# Task brief
Pull out every line in the items below that contains the string "banner". Only matches with the same uppercase and lowercase letters count.

# Supplied records
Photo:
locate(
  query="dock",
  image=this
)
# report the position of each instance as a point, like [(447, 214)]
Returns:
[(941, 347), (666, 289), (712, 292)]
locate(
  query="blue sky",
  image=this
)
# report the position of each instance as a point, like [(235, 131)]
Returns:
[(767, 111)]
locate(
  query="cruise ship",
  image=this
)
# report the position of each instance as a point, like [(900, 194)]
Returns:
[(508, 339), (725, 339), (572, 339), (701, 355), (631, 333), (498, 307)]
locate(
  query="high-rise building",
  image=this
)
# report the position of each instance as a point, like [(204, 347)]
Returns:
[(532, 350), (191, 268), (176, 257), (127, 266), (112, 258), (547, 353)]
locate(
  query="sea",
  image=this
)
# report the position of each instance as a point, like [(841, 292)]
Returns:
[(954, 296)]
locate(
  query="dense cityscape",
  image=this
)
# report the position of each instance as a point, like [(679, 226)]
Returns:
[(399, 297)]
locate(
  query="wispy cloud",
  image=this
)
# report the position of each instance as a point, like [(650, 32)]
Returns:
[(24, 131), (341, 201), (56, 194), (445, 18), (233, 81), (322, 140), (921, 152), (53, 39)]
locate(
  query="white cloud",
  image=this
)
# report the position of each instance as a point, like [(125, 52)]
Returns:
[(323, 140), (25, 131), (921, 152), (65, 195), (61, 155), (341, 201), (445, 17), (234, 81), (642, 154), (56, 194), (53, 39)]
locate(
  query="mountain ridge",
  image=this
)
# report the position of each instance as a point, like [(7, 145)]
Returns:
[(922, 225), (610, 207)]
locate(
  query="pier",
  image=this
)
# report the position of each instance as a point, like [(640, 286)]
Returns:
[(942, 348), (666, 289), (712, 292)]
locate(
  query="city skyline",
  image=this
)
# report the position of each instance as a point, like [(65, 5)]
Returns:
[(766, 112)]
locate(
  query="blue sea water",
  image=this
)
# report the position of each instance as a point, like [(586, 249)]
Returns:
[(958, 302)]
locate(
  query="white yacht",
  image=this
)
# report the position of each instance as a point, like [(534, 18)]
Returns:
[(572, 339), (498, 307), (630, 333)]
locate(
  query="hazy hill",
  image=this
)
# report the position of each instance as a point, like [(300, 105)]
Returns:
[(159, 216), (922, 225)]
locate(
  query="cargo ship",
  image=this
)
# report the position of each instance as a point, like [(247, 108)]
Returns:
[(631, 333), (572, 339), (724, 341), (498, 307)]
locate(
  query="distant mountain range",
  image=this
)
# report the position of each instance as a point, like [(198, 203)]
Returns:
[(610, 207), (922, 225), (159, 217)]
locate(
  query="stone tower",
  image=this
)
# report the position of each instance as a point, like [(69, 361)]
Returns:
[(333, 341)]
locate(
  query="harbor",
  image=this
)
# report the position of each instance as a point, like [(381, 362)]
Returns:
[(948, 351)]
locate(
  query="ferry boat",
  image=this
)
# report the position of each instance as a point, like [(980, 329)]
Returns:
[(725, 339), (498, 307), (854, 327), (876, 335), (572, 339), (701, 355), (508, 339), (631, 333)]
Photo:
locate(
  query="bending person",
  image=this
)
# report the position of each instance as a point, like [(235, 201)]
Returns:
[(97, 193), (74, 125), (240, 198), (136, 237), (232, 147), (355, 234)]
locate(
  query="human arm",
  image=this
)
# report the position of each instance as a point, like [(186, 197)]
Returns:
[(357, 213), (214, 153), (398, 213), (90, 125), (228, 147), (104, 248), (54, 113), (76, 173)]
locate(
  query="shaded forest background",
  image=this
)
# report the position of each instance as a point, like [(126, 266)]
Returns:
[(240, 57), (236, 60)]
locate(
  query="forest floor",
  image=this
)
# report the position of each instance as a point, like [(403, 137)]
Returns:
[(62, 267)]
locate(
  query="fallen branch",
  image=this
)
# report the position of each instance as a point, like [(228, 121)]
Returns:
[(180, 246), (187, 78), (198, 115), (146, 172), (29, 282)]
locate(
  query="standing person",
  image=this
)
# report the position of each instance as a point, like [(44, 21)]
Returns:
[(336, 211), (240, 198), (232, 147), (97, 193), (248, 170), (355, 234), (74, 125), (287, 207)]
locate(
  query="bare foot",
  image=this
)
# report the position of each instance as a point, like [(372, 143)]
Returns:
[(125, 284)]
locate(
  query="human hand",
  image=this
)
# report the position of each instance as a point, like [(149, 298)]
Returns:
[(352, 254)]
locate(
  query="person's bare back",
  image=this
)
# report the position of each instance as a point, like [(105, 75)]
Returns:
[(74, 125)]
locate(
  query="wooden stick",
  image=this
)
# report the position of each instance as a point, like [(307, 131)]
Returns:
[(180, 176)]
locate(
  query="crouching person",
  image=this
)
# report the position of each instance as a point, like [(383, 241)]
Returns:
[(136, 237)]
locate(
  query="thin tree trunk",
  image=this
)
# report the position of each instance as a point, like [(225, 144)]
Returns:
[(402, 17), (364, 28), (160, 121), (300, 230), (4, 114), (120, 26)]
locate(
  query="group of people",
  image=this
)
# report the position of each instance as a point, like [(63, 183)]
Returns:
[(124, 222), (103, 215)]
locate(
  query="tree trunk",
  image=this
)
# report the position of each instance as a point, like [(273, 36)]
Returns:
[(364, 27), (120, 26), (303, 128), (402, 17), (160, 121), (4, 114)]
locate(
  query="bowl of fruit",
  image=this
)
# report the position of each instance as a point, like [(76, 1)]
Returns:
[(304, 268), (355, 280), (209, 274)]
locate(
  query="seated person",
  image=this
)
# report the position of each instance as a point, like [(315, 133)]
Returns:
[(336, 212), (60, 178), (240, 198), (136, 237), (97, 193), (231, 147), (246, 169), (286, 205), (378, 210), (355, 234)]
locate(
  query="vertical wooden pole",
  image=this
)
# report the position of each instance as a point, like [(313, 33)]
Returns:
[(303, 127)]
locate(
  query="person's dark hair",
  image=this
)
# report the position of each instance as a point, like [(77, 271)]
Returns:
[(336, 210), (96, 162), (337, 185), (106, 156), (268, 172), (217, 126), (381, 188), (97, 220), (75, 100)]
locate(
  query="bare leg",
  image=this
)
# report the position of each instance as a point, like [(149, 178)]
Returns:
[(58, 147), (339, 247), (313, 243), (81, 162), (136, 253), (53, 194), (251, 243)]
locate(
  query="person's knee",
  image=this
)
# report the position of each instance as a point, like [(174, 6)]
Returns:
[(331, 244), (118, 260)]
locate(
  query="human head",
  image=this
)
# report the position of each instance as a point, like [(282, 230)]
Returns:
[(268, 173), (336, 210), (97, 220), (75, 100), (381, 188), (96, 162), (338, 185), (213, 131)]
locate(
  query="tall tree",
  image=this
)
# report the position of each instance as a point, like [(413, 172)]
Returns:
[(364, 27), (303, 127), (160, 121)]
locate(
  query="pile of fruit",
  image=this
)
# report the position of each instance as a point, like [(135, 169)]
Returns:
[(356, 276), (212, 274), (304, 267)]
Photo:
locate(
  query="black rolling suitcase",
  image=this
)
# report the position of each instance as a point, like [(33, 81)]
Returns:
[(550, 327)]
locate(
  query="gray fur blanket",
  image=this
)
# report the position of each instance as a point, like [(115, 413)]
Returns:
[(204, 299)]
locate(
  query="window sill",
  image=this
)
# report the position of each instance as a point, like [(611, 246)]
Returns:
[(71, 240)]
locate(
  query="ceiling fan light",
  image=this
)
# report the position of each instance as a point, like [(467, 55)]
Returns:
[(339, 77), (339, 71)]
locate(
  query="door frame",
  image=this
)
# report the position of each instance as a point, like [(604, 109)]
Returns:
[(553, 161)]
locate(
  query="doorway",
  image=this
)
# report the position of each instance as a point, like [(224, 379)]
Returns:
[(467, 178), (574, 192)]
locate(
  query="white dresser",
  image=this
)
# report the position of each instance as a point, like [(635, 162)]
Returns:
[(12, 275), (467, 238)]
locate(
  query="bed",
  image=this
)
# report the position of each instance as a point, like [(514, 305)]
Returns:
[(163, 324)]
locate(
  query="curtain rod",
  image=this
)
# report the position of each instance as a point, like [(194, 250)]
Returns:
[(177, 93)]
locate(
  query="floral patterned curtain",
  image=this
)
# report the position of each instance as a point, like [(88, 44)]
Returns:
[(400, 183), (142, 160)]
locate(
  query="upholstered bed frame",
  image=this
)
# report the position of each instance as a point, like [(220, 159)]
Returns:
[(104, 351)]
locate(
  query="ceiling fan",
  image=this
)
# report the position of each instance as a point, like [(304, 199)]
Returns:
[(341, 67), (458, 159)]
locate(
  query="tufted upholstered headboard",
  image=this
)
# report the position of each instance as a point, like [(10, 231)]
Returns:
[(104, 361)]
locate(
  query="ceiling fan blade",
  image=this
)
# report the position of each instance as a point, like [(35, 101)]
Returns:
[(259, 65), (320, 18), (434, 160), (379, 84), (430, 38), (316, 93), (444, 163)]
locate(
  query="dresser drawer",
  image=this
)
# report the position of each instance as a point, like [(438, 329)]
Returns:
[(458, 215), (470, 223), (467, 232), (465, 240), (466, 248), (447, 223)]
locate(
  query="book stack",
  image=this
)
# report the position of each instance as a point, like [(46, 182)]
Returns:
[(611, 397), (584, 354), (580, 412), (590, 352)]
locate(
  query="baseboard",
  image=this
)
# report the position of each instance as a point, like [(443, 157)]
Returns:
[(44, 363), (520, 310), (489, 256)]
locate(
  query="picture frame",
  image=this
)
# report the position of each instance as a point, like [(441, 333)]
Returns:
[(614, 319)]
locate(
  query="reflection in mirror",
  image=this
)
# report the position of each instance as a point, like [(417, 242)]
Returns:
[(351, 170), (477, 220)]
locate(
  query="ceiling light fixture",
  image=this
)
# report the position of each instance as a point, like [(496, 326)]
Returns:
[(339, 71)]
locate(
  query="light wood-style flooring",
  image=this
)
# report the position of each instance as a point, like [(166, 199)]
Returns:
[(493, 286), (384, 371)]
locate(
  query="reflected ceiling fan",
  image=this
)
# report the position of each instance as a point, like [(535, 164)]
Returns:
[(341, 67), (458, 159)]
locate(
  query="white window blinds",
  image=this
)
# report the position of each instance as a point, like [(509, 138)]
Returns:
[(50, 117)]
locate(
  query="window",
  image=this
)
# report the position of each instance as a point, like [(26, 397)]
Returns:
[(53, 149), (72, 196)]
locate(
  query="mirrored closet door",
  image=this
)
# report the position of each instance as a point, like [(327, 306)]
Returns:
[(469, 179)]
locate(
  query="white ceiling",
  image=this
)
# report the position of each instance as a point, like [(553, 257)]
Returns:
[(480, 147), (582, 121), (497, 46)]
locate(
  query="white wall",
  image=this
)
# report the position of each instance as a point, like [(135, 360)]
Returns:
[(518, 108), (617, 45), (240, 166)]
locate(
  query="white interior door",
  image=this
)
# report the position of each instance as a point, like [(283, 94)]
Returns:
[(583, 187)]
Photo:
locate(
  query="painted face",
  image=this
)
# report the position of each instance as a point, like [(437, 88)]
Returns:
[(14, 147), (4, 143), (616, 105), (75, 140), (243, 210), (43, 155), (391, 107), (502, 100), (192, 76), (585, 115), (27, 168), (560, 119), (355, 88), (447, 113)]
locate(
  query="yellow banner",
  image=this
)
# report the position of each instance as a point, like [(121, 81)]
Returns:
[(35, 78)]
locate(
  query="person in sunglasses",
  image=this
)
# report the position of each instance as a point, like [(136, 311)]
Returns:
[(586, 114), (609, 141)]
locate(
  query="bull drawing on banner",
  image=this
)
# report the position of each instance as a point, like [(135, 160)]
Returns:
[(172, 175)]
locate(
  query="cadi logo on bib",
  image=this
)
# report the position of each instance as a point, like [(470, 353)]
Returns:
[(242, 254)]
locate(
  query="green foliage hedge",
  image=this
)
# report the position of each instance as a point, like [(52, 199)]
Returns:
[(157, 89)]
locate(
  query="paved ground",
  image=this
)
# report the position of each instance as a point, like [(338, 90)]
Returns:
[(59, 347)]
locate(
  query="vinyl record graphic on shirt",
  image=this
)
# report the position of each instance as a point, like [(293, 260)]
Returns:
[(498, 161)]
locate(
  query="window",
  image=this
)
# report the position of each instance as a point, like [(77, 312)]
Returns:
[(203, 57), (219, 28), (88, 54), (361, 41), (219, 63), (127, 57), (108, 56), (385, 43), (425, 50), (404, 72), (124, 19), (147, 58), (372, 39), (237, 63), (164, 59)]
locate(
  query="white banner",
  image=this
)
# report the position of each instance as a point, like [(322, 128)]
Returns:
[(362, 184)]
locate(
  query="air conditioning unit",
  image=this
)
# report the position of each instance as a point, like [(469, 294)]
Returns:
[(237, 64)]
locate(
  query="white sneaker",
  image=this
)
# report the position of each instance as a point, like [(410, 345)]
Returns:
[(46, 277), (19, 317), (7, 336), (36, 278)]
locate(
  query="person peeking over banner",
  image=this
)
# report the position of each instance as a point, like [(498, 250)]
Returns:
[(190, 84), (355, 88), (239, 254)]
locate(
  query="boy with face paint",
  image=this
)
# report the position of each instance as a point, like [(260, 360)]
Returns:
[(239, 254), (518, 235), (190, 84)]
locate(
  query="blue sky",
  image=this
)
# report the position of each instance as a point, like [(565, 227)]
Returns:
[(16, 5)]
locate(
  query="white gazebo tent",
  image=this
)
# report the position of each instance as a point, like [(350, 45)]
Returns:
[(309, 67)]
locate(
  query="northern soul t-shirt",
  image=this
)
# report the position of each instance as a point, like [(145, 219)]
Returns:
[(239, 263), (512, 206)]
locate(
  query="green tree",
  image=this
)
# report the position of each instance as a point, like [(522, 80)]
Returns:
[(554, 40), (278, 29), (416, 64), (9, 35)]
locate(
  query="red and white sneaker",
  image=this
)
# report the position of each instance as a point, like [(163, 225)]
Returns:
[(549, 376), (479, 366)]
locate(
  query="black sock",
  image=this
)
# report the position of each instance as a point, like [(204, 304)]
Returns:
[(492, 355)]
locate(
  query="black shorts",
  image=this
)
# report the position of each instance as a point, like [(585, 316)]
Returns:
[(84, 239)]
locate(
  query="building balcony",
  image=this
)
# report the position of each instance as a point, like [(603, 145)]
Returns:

# Solution to this task
  query="yellow banner",
  query="bull drawing on banner",
  query="white banner",
  query="person peeking over banner",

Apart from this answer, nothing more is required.